··· GIVEN INFORMATION ···

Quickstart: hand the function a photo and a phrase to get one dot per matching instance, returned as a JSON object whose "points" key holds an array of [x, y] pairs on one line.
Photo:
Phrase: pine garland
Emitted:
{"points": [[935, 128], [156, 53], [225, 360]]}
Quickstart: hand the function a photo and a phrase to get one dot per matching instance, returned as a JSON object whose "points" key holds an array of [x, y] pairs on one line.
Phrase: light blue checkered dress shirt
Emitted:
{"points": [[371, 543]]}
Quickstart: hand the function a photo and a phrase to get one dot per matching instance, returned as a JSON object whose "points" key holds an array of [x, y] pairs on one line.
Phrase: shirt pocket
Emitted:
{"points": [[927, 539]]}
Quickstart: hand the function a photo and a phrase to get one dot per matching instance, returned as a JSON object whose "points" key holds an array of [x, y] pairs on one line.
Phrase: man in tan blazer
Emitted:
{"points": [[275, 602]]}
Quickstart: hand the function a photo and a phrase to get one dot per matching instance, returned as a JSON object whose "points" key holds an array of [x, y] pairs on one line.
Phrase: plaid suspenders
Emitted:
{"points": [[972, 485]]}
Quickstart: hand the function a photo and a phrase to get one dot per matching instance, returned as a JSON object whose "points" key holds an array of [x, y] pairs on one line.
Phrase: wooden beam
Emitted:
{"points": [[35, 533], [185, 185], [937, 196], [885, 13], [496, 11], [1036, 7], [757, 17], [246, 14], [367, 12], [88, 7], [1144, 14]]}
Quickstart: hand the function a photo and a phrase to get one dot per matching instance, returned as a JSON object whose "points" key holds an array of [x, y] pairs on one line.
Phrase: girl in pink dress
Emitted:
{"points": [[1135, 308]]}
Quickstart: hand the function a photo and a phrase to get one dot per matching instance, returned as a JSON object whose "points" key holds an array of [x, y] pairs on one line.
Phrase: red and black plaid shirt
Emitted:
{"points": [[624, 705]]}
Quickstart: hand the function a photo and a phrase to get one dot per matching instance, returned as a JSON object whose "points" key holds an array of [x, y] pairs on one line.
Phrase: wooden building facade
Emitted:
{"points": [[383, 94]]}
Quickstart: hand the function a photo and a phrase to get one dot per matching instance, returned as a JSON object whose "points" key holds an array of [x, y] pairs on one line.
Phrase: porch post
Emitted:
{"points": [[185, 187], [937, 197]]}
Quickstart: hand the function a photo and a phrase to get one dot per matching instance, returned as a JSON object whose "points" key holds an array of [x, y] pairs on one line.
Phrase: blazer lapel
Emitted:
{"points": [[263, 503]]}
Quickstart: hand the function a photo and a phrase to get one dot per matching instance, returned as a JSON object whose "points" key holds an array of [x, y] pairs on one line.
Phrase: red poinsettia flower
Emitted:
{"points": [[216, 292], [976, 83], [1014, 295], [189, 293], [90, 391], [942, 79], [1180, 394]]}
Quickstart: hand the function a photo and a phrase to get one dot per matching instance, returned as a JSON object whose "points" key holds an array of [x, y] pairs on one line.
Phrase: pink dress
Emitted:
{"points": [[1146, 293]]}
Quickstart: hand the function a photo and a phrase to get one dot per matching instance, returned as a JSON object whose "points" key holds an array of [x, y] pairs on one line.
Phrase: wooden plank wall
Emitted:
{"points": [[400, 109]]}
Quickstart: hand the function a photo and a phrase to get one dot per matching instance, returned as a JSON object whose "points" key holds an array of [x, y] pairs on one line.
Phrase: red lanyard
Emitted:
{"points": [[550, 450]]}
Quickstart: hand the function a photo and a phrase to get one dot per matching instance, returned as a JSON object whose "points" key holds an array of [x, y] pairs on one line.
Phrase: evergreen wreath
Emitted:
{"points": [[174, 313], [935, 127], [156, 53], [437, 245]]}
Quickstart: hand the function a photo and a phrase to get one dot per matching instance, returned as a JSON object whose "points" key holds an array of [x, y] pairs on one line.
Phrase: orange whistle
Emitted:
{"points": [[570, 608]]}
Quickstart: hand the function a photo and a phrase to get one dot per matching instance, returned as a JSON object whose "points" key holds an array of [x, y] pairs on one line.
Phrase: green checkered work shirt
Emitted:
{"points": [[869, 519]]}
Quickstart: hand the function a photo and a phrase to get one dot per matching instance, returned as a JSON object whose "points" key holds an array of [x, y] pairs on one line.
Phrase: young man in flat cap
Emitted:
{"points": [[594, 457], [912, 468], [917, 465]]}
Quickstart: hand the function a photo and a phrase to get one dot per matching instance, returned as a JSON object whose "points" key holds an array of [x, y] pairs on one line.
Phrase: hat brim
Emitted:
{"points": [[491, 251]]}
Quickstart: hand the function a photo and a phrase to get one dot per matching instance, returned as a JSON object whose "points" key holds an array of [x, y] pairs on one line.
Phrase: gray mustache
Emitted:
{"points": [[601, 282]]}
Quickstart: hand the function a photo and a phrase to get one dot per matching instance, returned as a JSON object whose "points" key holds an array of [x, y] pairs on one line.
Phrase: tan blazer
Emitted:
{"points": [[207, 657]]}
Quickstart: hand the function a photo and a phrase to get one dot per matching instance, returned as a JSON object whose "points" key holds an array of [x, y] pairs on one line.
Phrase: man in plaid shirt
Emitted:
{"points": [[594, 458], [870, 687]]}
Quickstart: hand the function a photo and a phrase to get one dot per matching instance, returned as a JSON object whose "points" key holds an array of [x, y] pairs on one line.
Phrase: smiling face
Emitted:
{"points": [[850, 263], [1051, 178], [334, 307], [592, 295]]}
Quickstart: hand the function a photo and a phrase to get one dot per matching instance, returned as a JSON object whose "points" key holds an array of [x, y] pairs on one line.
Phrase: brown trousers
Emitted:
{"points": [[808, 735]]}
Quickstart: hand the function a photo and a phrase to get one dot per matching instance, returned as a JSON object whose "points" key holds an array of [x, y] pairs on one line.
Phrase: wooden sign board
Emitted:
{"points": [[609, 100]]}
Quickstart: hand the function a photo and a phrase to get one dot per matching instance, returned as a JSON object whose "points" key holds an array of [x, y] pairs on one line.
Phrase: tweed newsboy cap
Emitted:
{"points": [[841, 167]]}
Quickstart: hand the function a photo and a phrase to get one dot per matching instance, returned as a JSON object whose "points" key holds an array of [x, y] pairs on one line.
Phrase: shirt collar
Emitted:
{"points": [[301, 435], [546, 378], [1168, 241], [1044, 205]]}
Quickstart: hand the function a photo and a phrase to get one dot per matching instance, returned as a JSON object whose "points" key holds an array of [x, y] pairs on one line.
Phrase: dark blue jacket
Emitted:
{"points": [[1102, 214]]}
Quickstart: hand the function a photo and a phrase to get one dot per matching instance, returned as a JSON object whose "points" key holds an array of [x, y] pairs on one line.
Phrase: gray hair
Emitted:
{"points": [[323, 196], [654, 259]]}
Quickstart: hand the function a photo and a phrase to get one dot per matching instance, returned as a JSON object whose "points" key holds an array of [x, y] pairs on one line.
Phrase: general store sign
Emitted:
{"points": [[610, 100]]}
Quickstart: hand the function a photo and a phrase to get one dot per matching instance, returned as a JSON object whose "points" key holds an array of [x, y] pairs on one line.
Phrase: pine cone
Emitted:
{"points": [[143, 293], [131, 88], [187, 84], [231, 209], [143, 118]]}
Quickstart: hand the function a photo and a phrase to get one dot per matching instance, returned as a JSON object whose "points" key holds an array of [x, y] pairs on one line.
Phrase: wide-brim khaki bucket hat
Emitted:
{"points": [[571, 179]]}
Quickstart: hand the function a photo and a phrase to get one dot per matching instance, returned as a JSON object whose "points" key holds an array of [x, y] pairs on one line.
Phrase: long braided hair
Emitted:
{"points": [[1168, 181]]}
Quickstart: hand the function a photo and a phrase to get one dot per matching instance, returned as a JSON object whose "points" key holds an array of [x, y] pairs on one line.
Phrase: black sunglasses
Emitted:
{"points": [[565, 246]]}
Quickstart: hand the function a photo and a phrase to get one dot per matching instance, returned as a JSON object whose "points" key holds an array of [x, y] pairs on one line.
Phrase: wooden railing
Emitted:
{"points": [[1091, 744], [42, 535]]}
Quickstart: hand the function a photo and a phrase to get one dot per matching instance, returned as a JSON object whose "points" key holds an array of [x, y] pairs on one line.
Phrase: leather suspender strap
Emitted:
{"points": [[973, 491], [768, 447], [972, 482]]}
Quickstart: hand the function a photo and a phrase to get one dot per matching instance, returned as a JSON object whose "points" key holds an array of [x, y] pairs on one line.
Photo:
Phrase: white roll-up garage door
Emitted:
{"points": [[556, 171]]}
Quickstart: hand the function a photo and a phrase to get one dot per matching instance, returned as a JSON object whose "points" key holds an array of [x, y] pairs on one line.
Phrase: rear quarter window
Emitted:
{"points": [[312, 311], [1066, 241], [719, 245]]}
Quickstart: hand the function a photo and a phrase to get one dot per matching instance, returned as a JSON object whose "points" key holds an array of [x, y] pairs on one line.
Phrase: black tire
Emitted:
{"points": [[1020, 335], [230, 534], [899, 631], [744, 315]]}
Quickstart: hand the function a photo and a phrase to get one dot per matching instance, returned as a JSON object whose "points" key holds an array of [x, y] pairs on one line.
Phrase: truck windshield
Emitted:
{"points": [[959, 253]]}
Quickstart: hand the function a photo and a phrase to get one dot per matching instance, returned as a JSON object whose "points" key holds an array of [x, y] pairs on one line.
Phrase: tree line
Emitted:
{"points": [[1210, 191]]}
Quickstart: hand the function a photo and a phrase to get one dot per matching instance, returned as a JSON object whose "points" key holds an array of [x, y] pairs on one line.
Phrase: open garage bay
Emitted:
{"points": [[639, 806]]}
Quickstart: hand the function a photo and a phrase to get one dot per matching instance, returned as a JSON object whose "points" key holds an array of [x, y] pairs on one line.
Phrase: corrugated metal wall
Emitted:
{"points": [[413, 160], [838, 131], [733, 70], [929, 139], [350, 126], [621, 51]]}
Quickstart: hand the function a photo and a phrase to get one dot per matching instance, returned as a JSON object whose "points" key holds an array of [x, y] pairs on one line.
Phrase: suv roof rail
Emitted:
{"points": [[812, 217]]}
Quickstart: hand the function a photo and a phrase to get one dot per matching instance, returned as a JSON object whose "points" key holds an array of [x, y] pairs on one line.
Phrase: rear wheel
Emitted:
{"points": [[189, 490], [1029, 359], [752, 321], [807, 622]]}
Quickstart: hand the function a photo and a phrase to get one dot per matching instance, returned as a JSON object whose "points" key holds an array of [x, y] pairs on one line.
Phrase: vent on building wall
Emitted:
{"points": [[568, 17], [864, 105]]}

···

## TASK BRIEF:
Count the lines in the material above that contain the string "plaid", treating uppercase and lowercase as different, and reply with only the number.

## TASK OUTPUT:
3